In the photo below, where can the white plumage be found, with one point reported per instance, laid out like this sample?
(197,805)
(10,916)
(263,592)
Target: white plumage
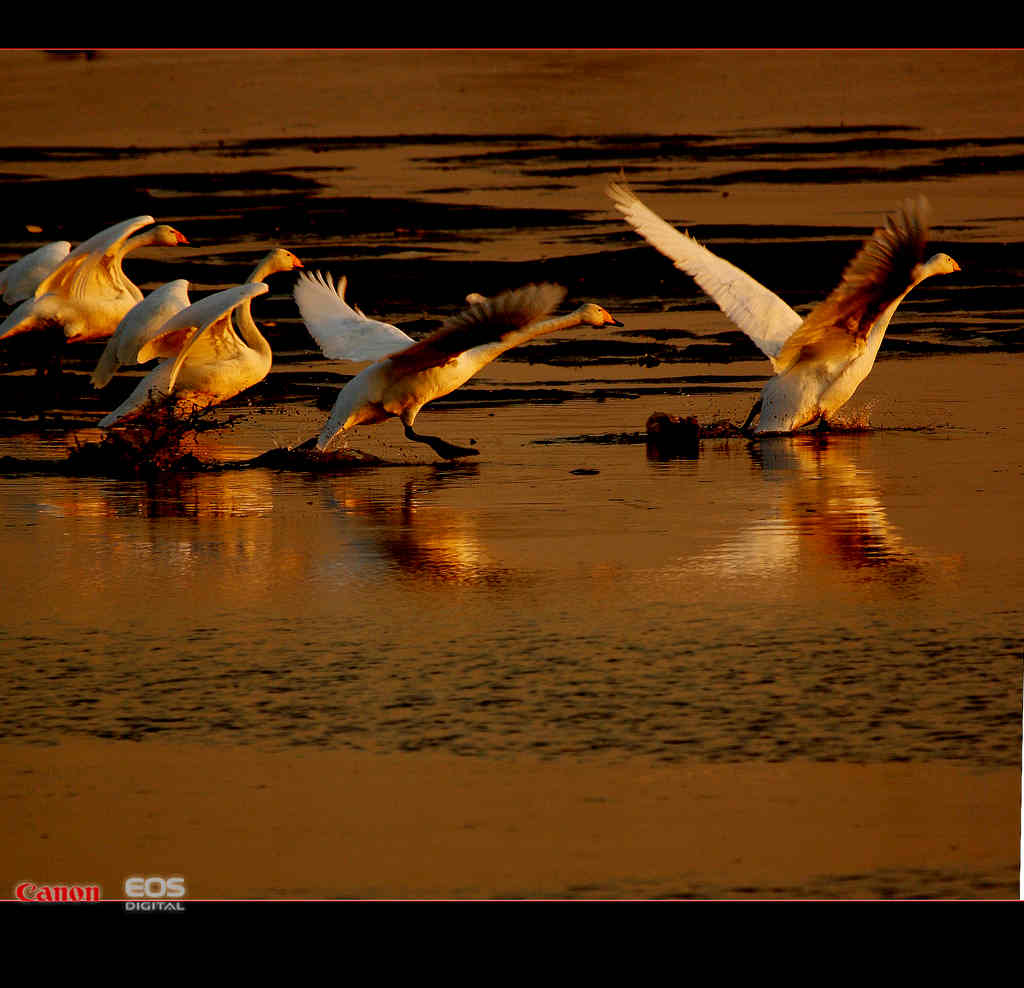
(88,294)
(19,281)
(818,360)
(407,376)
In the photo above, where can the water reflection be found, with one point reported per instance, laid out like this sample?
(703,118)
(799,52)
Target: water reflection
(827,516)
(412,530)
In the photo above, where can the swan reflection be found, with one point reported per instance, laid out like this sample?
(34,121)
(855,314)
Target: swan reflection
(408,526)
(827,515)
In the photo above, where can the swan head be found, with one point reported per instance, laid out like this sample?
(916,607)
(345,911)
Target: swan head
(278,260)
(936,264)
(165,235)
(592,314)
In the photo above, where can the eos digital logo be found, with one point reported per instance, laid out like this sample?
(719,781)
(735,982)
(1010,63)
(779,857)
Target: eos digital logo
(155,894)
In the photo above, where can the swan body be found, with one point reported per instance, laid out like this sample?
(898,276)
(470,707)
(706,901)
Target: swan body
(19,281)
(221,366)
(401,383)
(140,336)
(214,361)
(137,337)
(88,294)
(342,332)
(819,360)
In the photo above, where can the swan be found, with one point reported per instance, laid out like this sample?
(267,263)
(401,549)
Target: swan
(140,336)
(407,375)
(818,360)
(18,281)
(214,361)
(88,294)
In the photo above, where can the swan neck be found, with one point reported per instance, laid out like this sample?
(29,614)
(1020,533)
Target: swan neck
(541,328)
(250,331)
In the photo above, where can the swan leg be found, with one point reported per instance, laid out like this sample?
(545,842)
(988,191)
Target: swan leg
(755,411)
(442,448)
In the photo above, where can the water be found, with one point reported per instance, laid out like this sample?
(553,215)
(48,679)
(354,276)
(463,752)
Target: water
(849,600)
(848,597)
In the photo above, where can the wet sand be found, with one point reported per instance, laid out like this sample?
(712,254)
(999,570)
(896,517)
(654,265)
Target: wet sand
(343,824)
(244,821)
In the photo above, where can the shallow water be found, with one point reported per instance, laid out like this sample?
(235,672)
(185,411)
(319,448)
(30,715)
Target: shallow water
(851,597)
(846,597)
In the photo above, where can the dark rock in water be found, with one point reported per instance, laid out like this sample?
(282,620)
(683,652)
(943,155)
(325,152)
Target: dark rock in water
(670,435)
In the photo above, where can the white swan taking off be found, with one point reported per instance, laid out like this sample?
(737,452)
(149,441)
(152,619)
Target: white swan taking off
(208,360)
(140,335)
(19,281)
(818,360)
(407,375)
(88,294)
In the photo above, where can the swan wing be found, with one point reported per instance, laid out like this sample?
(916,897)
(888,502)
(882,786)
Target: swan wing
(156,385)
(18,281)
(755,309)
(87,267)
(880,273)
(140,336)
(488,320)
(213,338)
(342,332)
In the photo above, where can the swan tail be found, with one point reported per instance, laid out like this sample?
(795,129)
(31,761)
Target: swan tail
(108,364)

:::::

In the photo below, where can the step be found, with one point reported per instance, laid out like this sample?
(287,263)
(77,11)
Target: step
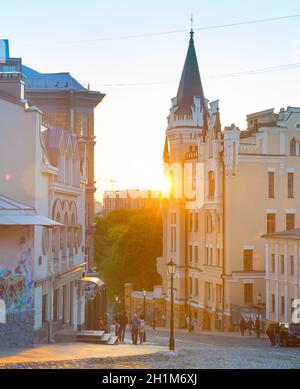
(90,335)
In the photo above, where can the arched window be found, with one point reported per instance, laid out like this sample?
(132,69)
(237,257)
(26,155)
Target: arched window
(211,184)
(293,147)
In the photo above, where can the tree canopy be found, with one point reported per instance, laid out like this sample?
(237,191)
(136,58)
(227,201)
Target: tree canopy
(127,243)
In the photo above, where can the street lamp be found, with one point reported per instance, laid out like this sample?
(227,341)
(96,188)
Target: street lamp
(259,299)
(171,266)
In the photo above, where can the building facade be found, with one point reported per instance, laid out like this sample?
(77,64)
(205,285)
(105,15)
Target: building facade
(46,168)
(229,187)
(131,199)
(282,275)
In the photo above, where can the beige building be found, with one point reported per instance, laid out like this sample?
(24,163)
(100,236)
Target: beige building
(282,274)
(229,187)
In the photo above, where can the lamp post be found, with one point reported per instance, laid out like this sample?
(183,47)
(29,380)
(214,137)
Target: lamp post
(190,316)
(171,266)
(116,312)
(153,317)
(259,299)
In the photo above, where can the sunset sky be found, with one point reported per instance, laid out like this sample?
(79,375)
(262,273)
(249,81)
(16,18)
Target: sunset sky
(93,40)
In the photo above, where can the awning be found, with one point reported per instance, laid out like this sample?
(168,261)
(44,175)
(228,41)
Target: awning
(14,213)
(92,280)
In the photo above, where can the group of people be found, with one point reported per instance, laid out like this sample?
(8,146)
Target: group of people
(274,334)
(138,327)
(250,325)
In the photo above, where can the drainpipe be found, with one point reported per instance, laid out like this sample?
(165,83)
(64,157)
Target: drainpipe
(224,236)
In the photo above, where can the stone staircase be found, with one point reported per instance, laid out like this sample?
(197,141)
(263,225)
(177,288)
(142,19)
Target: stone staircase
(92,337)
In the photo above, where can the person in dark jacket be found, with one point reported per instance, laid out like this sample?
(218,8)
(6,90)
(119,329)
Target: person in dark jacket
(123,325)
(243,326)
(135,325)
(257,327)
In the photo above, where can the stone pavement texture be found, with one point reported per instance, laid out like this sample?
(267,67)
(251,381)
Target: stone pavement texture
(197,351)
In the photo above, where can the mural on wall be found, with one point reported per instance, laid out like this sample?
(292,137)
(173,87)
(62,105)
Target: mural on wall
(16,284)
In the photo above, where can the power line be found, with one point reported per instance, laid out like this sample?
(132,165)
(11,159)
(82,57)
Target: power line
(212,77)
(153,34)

:::::

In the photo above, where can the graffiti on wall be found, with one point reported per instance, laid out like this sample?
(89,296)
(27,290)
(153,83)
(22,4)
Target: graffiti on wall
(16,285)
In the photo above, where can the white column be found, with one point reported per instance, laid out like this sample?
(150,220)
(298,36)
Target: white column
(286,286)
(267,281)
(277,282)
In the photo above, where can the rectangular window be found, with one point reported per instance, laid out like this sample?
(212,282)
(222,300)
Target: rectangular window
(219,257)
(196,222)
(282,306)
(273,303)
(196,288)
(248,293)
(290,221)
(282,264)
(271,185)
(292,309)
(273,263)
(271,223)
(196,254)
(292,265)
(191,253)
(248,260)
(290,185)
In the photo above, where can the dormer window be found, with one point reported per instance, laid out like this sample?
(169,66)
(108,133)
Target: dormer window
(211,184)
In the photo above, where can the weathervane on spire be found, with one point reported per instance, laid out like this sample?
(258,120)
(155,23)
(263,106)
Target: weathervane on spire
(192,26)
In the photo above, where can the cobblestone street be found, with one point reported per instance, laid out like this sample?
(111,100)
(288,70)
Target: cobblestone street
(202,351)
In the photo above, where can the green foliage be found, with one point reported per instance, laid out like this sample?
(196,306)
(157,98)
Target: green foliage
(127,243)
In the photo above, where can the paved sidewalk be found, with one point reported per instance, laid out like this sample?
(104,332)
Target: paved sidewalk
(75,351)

:::::

▶ [ACTION ITEM]:
Return only those lines of the records that contain the string "below".

▶ [OUTPUT]:
In the photo below, where can the white plumage be found, with one point reported per instance, laid out like this sample?
In the photo below, where can the step be found, with one point reported per instance, laid out like this sample?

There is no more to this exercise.